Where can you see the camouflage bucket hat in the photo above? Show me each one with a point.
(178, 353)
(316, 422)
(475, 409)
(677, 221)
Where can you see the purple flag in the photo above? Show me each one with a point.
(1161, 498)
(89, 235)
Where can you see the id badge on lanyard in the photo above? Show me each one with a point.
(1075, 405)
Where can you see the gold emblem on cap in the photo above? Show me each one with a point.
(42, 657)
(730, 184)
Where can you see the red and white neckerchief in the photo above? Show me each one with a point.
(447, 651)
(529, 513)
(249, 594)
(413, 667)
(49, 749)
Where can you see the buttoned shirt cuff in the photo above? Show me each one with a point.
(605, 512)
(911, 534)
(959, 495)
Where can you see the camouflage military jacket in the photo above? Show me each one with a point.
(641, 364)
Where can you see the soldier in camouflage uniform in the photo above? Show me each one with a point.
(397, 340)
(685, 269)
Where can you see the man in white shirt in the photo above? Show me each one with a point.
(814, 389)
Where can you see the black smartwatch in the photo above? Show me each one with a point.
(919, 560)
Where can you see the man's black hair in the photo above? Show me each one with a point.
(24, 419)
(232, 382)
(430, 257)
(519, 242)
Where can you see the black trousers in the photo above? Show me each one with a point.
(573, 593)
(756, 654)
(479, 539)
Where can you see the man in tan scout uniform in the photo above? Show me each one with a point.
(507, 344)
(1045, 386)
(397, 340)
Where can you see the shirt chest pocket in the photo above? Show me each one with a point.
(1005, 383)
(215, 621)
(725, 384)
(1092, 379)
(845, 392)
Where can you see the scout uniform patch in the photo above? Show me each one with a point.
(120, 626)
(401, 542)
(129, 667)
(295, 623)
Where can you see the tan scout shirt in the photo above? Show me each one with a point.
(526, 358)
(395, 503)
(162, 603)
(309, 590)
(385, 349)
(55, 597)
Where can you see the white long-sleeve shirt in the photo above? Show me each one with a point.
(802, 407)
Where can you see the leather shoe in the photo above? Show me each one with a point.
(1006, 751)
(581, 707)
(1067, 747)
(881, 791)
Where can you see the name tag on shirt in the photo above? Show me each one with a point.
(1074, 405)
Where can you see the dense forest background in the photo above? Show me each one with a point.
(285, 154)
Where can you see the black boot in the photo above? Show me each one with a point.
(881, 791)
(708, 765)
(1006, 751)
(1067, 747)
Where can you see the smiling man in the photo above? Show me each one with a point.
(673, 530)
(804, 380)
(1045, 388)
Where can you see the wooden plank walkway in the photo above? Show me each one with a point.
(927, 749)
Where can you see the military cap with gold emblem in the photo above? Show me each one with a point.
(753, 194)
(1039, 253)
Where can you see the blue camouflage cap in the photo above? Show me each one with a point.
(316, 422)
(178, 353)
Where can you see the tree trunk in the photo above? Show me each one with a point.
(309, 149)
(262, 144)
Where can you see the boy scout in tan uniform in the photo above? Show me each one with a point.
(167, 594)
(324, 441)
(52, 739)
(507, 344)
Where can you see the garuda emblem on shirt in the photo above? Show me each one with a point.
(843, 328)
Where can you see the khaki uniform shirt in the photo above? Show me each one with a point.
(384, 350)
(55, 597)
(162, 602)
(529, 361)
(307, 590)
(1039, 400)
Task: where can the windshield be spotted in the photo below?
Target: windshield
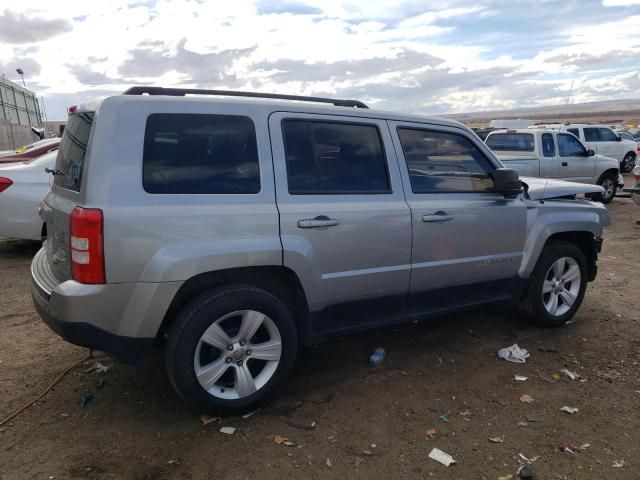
───
#### [DIRECTIVE]
Reproduce the listing above with each "camouflage" swapped for "camo" and nothing else altered. Leave the pictures out.

#### [PROBLEM SOLUTION]
Where can you see the camo bucket hat in the photo above? Show me each one with a point.
(178, 353)
(316, 422)
(475, 409)
(677, 221)
Where can you see the purple flag in the photo above? Show me each one with a point.
(1161, 498)
(89, 235)
Where can you see the id badge on lanyard in the photo above? Show me each one with a point.
(1075, 405)
Where can you see the gold emblem on cap in the photo above? Show me each one with a point.
(42, 657)
(730, 184)
Where can you see the red and white neckerchief in the photo above? Show me each one with a point.
(447, 651)
(529, 513)
(249, 594)
(413, 667)
(49, 749)
Where can you see the buttoned shirt cuff in the photo above? Show me each one with a point.
(605, 512)
(911, 534)
(959, 495)
Where can you see the camo military jacket in the photo above? Show me each one with a point.
(641, 364)
Where can you see the soldier in camo uniform in the photo above? Show me each one with a point.
(397, 340)
(685, 269)
Where can you see the man in white shirt in the photo above? Show me each one with a point.
(814, 389)
Where can you see the black smartwatch in the photo above? Show me each one with a point.
(919, 560)
Where can you see the man's black hair in the photo above? Show me each one with a point.
(24, 419)
(232, 382)
(430, 257)
(519, 242)
Where can you see the black trousers in the photo above? Show me each one with a point.
(573, 593)
(756, 654)
(479, 539)
Where can you see the man in tan scout uniform in the photo above? Show me each one with a point.
(507, 344)
(1045, 386)
(397, 340)
Where can you see the shirt chest pocket in the photo above? Show me each one with a point.
(1005, 383)
(215, 621)
(725, 384)
(1092, 379)
(845, 392)
Where can you see the scout uniform patch in the photo above? Show me each one with a point.
(120, 626)
(401, 542)
(129, 667)
(295, 623)
Where can you see the tan scout shirt in the photo above? Show me each one with a point.
(526, 358)
(395, 503)
(162, 603)
(309, 590)
(385, 349)
(55, 597)
Where can you see the white long-sleeve shirt in the photo above? Show me each one with a point.
(802, 407)
Where can you see the leather shoe in the photo above? Show me each one with a point.
(1006, 751)
(581, 707)
(1067, 747)
(881, 791)
Where can you see the name tag on shirt in the photo above? Show me each one with a point.
(1074, 405)
Where can you see the dense forest background in the photo above? Show me each one with a point.
(285, 154)
Where can you see the black boot in the photo above? Show me each one with a point.
(881, 791)
(708, 765)
(1006, 751)
(1067, 747)
Where can you see the smiling man in the photo above? Show me each one with a point.
(673, 530)
(804, 380)
(1045, 388)
Where can you see the wooden plank walkway in the photo above? Show me each one with a point.
(927, 749)
Where can you see the military cap with gold emblem in the photo above? Show me each one with a point.
(753, 194)
(1039, 253)
Where can you see the blue camo cap in the photo above? Show me each one with a point.
(316, 422)
(178, 353)
Where can you see the tree trunk in the photo above? Show me each one with a point.
(309, 149)
(262, 144)
Where can you see the boy scout in tan uniform in the photo above? Show me each one with a point.
(167, 594)
(324, 441)
(52, 739)
(507, 344)
Where can you see the garuda emblem on shirt in the photo above? Show me each one with a point.
(843, 328)
Where can you see the khaki uniform shirt in the photo above? Show me each one with a point.
(384, 350)
(55, 597)
(162, 602)
(529, 361)
(307, 590)
(1039, 400)
Task: where can the windshield be spotted in the photo below?
Target: windshield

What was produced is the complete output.